> _Text shown_:
▶
I had taken my friend Tembeka to see the collection exhibited at the Ann Bryant Art Gallery, East London, South Africa. It was a warm sunny afternoon; East London is blessed with such lovely days. The gallery boasts one of the best collections in Arts in South Africa. This has been possible due to the avid interest in collecting the best of arts from early eighteenth century to the modern times by its late owner Ann Bryant.
Tembeka went around looking at each exhibit giving her comments. She came upon a oil on canvas depicting a Xhosa Woman in traditional dress. 'This is a beautiful painting, come and see this work' she remarked. Instead I asked her to come and see a charcoal drawing which is displayed at the entrance of the gallery. Tembeka came and saw it and immediately her hand flew over her face. 'I can't see this work, my son Alungile would cry if he has to see this picture'. Dumile Feni has been once again successful in creating such passions in the ordinary person that can burst out at such unguarded moments.
This was Dumile Feni's work titled 'Going' done by charcoal on paper. This work by Feni remains the most prestigious item that this small gallery and its curators are proud off. It is a piece of South African history.
◀
> _Data shown_:
▶
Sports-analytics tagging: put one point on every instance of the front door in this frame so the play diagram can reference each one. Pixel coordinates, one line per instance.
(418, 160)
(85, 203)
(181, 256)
◀
> _What is being asked_: Reproduce the gallery visit account word for word, everything from "This was Dumile" down to "South African history.". Rely only on the gallery visit account, not on the material.

> _Response to this task_:
This was Dumile Feni's work titled 'Going' done by charcoal on paper. This work by Feni remains the most prestigious item that this small gallery and its curators are proud off. It is a piece of South African history.